---------- Extract ----------

Profits for CHEP Americas were down for the first half of the current fiscal year. It suffered the largest drop in profitability compared to other units of parent company Brambles.

However, CHEP Americas is projected to post improved financial results beyond the current fiscal year, according to Morningstar, a leading provider of independent investment research.

Despite higher prices, underlying operating profit fell 11% compared to the first half of the previous fiscal year; profit margin declined from 17.3% to 14.7%.

The reason for the decline: inflation of costs for transportation and lumber.

Brambles CEO Graham Chipchase noted that changes by retailers have driven cost increases, notably in transportation. Some retailers are now requiring CHEP to retrieve its pallets, and some want to charge for sorting CHEP pallets — shifting costs back to CHEP.

Morningstar now projects margins to fall to 14% in fiscal 2019, down from its earlier forecast of 16%.

There are some bright spots, though. The unit increased volume 2% for the period. In addition, Morningstar predicted better cost pass-throughs on new contracts, investments in automation in the U.S., and customer-led investments in Canada to a different platform. The improvements are expected to drive better profitability beyond the current fiscal year, and Morningstar predicted a margin of 20% by fiscal year 2022.

----------

* [Instructions]
- 1) Answer these from the CHEP Americas article:
(a) By what percentage did underlying operating profit fall compared to the first half of the previous fiscal year?
(b) What margin does Morningstar predict by fiscal year 2022?
(c) Who is the CEO of Brambles?
- 2) Why have transportation costs risen, according to the CHEP Americas article?
- 3) Do these statements agree with the CHEP Americas article? Answer yes or no for each, quoting the words that decide it.
(a) The unit's volume fell during the period.
(b) Morningstar's earlier forecast for the fiscal 2019 margin was 16%.
(c) Underlying operating profit fell even though prices were higher.
Nothing in the records is needed for this work.

---------- Data listing ----------

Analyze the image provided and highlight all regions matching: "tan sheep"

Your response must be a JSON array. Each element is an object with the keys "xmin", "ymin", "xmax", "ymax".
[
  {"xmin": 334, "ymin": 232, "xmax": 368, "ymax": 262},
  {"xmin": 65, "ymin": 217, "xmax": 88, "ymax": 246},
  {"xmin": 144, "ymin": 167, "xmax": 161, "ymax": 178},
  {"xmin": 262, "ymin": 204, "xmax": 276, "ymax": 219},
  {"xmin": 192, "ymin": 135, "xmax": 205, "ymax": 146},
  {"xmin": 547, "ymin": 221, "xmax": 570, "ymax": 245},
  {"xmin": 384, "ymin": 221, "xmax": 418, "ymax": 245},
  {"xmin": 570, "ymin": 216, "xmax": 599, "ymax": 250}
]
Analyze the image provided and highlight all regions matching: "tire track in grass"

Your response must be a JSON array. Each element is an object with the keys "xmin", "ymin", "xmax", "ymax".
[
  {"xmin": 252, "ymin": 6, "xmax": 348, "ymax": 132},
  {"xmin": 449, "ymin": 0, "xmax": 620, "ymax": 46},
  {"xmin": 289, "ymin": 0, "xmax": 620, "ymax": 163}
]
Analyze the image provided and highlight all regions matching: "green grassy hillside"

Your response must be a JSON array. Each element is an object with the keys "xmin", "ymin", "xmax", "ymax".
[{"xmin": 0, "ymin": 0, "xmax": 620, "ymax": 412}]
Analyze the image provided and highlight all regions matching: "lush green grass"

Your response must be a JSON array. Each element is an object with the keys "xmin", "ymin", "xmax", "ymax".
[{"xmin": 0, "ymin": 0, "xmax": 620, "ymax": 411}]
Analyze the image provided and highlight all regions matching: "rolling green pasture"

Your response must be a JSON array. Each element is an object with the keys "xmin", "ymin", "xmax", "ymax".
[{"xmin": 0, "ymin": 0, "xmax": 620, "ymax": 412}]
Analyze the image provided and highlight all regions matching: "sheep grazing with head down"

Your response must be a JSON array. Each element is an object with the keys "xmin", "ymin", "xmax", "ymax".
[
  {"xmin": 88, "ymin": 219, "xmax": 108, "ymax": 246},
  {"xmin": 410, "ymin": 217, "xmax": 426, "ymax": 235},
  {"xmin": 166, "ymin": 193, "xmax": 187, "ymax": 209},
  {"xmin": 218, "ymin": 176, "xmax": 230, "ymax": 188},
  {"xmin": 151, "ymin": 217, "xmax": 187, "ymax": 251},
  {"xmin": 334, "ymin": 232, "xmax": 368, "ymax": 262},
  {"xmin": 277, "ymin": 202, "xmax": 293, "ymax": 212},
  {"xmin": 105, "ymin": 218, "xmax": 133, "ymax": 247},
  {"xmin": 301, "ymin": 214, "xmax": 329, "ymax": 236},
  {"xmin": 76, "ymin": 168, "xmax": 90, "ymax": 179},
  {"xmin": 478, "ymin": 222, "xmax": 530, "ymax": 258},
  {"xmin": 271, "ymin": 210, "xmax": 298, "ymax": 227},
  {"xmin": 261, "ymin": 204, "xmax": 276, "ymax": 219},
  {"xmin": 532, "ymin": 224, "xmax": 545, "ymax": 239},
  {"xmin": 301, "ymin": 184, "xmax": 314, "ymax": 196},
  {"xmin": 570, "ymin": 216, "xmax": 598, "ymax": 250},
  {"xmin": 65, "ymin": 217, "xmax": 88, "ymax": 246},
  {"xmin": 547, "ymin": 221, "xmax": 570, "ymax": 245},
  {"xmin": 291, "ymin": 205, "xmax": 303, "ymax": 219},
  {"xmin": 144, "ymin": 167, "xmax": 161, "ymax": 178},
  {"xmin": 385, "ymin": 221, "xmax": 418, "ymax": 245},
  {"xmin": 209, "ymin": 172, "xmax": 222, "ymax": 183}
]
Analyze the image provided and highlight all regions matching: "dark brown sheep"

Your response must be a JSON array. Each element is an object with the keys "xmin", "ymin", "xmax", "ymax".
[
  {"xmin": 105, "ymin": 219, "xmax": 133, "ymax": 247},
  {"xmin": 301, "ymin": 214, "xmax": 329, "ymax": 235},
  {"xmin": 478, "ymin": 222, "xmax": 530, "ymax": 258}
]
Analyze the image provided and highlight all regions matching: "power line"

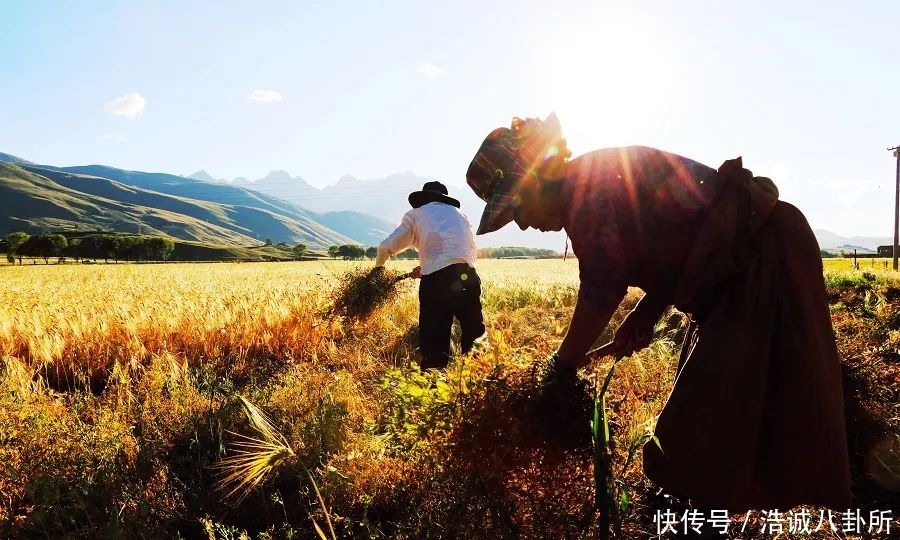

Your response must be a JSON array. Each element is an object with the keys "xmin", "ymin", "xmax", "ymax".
[{"xmin": 888, "ymin": 145, "xmax": 900, "ymax": 272}]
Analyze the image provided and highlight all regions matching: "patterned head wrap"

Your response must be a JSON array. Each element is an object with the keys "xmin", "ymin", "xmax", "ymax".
[{"xmin": 466, "ymin": 114, "xmax": 570, "ymax": 234}]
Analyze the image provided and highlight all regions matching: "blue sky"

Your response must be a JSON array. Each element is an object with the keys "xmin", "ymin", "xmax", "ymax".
[{"xmin": 0, "ymin": 0, "xmax": 900, "ymax": 236}]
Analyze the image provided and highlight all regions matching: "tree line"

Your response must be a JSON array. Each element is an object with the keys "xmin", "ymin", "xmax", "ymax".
[
  {"xmin": 6, "ymin": 232, "xmax": 175, "ymax": 265},
  {"xmin": 316, "ymin": 244, "xmax": 559, "ymax": 260}
]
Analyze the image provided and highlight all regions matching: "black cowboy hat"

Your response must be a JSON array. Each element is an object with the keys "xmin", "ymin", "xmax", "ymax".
[{"xmin": 409, "ymin": 182, "xmax": 459, "ymax": 208}]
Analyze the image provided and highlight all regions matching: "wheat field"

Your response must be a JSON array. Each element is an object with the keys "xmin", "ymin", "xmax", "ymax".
[{"xmin": 0, "ymin": 260, "xmax": 900, "ymax": 538}]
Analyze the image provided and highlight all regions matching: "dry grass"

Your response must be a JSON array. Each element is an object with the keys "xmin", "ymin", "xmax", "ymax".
[{"xmin": 0, "ymin": 260, "xmax": 900, "ymax": 538}]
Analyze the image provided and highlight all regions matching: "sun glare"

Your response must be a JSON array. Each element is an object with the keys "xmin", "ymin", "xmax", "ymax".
[{"xmin": 537, "ymin": 19, "xmax": 681, "ymax": 153}]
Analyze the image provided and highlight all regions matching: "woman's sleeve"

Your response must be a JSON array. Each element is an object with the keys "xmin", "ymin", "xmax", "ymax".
[{"xmin": 567, "ymin": 185, "xmax": 628, "ymax": 306}]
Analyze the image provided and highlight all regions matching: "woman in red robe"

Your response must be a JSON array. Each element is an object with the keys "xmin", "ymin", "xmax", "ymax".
[{"xmin": 466, "ymin": 115, "xmax": 850, "ymax": 512}]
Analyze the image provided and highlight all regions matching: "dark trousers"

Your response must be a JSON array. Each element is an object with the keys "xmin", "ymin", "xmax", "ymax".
[{"xmin": 419, "ymin": 263, "xmax": 485, "ymax": 369}]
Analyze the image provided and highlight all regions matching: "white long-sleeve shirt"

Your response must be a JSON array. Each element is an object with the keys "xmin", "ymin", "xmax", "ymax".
[{"xmin": 375, "ymin": 202, "xmax": 476, "ymax": 276}]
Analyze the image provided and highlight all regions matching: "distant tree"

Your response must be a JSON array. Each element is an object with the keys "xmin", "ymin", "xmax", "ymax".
[
  {"xmin": 6, "ymin": 231, "xmax": 28, "ymax": 266},
  {"xmin": 78, "ymin": 234, "xmax": 104, "ymax": 260},
  {"xmin": 63, "ymin": 238, "xmax": 81, "ymax": 262},
  {"xmin": 44, "ymin": 234, "xmax": 69, "ymax": 263},
  {"xmin": 110, "ymin": 236, "xmax": 136, "ymax": 262},
  {"xmin": 145, "ymin": 236, "xmax": 175, "ymax": 261},
  {"xmin": 19, "ymin": 234, "xmax": 68, "ymax": 264},
  {"xmin": 338, "ymin": 244, "xmax": 366, "ymax": 261},
  {"xmin": 291, "ymin": 244, "xmax": 308, "ymax": 259},
  {"xmin": 101, "ymin": 234, "xmax": 122, "ymax": 262}
]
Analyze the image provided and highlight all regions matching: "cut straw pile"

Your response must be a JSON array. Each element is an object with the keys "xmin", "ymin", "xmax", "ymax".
[{"xmin": 333, "ymin": 267, "xmax": 407, "ymax": 318}]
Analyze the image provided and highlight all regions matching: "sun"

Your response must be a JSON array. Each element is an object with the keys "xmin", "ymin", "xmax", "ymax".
[{"xmin": 536, "ymin": 17, "xmax": 683, "ymax": 152}]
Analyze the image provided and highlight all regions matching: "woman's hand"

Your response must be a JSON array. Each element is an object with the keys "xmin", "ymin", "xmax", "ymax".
[
  {"xmin": 613, "ymin": 295, "xmax": 666, "ymax": 358},
  {"xmin": 613, "ymin": 311, "xmax": 655, "ymax": 358}
]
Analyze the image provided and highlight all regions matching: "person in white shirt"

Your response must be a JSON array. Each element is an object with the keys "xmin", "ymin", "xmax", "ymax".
[{"xmin": 375, "ymin": 182, "xmax": 485, "ymax": 369}]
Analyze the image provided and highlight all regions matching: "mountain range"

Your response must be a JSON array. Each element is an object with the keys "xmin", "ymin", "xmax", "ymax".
[
  {"xmin": 0, "ymin": 154, "xmax": 393, "ymax": 248},
  {"xmin": 0, "ymin": 153, "xmax": 892, "ymax": 251}
]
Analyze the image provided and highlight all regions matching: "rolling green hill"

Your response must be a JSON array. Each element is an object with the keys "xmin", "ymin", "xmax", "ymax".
[{"xmin": 0, "ymin": 162, "xmax": 354, "ymax": 247}]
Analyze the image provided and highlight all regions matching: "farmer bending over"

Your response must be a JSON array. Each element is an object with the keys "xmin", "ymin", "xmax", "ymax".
[
  {"xmin": 466, "ymin": 115, "xmax": 850, "ymax": 512},
  {"xmin": 375, "ymin": 182, "xmax": 484, "ymax": 369}
]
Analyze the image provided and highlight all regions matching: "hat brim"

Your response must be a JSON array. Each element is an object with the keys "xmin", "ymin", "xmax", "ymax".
[
  {"xmin": 475, "ymin": 193, "xmax": 514, "ymax": 234},
  {"xmin": 408, "ymin": 191, "xmax": 459, "ymax": 208}
]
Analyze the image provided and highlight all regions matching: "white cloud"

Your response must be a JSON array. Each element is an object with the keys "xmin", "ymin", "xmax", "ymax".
[
  {"xmin": 419, "ymin": 62, "xmax": 447, "ymax": 77},
  {"xmin": 97, "ymin": 133, "xmax": 125, "ymax": 142},
  {"xmin": 244, "ymin": 88, "xmax": 282, "ymax": 103},
  {"xmin": 103, "ymin": 92, "xmax": 147, "ymax": 119}
]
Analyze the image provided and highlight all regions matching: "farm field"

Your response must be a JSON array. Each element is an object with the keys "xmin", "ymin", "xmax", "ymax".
[{"xmin": 0, "ymin": 259, "xmax": 900, "ymax": 539}]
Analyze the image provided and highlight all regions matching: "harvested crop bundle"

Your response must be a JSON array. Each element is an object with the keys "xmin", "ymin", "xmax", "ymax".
[{"xmin": 333, "ymin": 267, "xmax": 410, "ymax": 318}]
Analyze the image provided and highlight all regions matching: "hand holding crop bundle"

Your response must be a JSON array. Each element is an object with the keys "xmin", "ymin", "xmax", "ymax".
[{"xmin": 612, "ymin": 295, "xmax": 666, "ymax": 358}]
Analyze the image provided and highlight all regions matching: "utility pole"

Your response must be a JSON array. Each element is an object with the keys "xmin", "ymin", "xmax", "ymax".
[{"xmin": 888, "ymin": 145, "xmax": 900, "ymax": 272}]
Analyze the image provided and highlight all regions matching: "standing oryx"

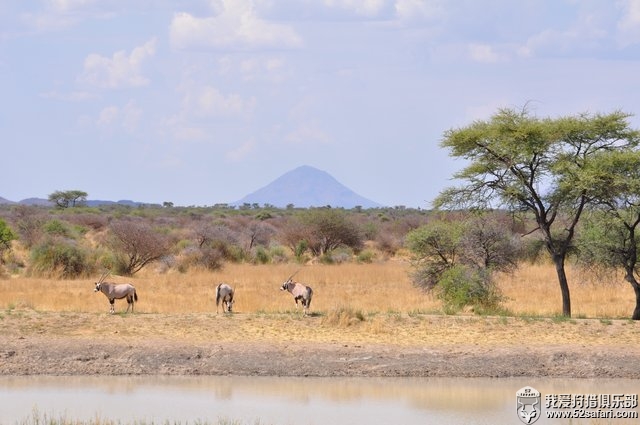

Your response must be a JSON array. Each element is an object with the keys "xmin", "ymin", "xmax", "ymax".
[
  {"xmin": 94, "ymin": 272, "xmax": 138, "ymax": 314},
  {"xmin": 216, "ymin": 283, "xmax": 235, "ymax": 314},
  {"xmin": 280, "ymin": 272, "xmax": 313, "ymax": 316}
]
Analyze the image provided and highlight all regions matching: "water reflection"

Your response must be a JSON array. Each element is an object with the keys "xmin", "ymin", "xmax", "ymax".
[{"xmin": 0, "ymin": 376, "xmax": 640, "ymax": 425}]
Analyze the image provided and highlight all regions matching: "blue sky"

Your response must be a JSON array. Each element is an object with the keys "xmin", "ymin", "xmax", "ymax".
[{"xmin": 0, "ymin": 0, "xmax": 640, "ymax": 208}]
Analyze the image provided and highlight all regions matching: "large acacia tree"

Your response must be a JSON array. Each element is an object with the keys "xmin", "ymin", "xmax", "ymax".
[{"xmin": 434, "ymin": 109, "xmax": 640, "ymax": 316}]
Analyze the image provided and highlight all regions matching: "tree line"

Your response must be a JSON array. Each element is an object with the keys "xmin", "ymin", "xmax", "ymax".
[{"xmin": 0, "ymin": 108, "xmax": 640, "ymax": 320}]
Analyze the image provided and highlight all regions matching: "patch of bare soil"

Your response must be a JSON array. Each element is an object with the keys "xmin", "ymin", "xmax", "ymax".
[{"xmin": 0, "ymin": 311, "xmax": 640, "ymax": 379}]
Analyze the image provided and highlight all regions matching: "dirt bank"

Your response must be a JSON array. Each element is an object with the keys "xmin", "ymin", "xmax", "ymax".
[{"xmin": 0, "ymin": 311, "xmax": 640, "ymax": 379}]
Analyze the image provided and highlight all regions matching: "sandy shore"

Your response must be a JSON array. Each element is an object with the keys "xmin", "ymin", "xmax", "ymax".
[{"xmin": 0, "ymin": 311, "xmax": 640, "ymax": 379}]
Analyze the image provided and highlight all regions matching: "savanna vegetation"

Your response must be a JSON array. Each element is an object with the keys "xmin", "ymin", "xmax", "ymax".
[
  {"xmin": 0, "ymin": 197, "xmax": 634, "ymax": 323},
  {"xmin": 0, "ymin": 109, "xmax": 640, "ymax": 320}
]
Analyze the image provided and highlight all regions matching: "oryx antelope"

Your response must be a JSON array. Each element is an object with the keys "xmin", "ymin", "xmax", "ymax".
[
  {"xmin": 216, "ymin": 283, "xmax": 235, "ymax": 314},
  {"xmin": 280, "ymin": 272, "xmax": 313, "ymax": 316},
  {"xmin": 94, "ymin": 273, "xmax": 138, "ymax": 314}
]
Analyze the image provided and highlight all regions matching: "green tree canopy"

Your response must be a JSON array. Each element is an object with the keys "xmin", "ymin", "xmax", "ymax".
[
  {"xmin": 0, "ymin": 218, "xmax": 16, "ymax": 262},
  {"xmin": 48, "ymin": 190, "xmax": 88, "ymax": 208},
  {"xmin": 434, "ymin": 109, "xmax": 640, "ymax": 316}
]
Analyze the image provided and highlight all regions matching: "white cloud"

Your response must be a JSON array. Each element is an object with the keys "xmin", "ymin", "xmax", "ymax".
[
  {"xmin": 183, "ymin": 85, "xmax": 256, "ymax": 117},
  {"xmin": 96, "ymin": 100, "xmax": 142, "ymax": 132},
  {"xmin": 395, "ymin": 0, "xmax": 445, "ymax": 21},
  {"xmin": 78, "ymin": 38, "xmax": 156, "ymax": 89},
  {"xmin": 96, "ymin": 106, "xmax": 120, "ymax": 128},
  {"xmin": 324, "ymin": 0, "xmax": 385, "ymax": 17},
  {"xmin": 218, "ymin": 56, "xmax": 289, "ymax": 83},
  {"xmin": 40, "ymin": 90, "xmax": 96, "ymax": 102},
  {"xmin": 469, "ymin": 43, "xmax": 500, "ymax": 63},
  {"xmin": 170, "ymin": 0, "xmax": 302, "ymax": 49},
  {"xmin": 285, "ymin": 122, "xmax": 330, "ymax": 145},
  {"xmin": 226, "ymin": 141, "xmax": 256, "ymax": 161}
]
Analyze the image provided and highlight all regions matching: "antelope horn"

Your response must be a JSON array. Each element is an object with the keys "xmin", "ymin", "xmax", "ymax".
[
  {"xmin": 98, "ymin": 270, "xmax": 111, "ymax": 283},
  {"xmin": 287, "ymin": 269, "xmax": 302, "ymax": 280}
]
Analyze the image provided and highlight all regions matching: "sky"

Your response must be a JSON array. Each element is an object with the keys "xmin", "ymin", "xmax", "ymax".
[{"xmin": 0, "ymin": 0, "xmax": 640, "ymax": 208}]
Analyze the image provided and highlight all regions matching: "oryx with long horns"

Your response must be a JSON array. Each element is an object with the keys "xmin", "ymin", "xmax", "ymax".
[
  {"xmin": 94, "ymin": 272, "xmax": 138, "ymax": 314},
  {"xmin": 280, "ymin": 270, "xmax": 313, "ymax": 316}
]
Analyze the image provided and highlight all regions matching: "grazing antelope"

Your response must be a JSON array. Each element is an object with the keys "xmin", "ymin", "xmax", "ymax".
[
  {"xmin": 216, "ymin": 283, "xmax": 235, "ymax": 314},
  {"xmin": 94, "ymin": 272, "xmax": 138, "ymax": 314},
  {"xmin": 280, "ymin": 272, "xmax": 313, "ymax": 316}
]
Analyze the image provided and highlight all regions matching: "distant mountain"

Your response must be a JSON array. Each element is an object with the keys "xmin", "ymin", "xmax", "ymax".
[{"xmin": 238, "ymin": 165, "xmax": 381, "ymax": 208}]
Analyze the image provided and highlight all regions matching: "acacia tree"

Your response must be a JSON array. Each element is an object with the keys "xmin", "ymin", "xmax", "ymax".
[
  {"xmin": 434, "ymin": 109, "xmax": 640, "ymax": 316},
  {"xmin": 110, "ymin": 220, "xmax": 171, "ymax": 275},
  {"xmin": 407, "ymin": 216, "xmax": 519, "ymax": 309},
  {"xmin": 49, "ymin": 190, "xmax": 88, "ymax": 208},
  {"xmin": 0, "ymin": 218, "xmax": 16, "ymax": 263}
]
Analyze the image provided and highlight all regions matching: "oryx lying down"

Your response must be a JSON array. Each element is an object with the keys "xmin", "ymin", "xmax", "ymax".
[
  {"xmin": 94, "ymin": 273, "xmax": 138, "ymax": 314},
  {"xmin": 280, "ymin": 273, "xmax": 313, "ymax": 316},
  {"xmin": 216, "ymin": 283, "xmax": 235, "ymax": 314}
]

----------

* [Solutions to each task]
- 1)
(a) 11%
(b) 20%
(c) Graham Chipchase

- 2) Changes by retailers have driven the increases. Some retailers now require CHEP to retrieve its pallets, and some want to charge for sorting CHEP pallets, which shifts costs back to CHEP.

- 3)
(a) No: "The unit increased volume 2% for the period."
(b) Yes: "down from its earlier forecast of 16%"
(c) Yes: "Despite higher prices, underlying operating profit fell 11%"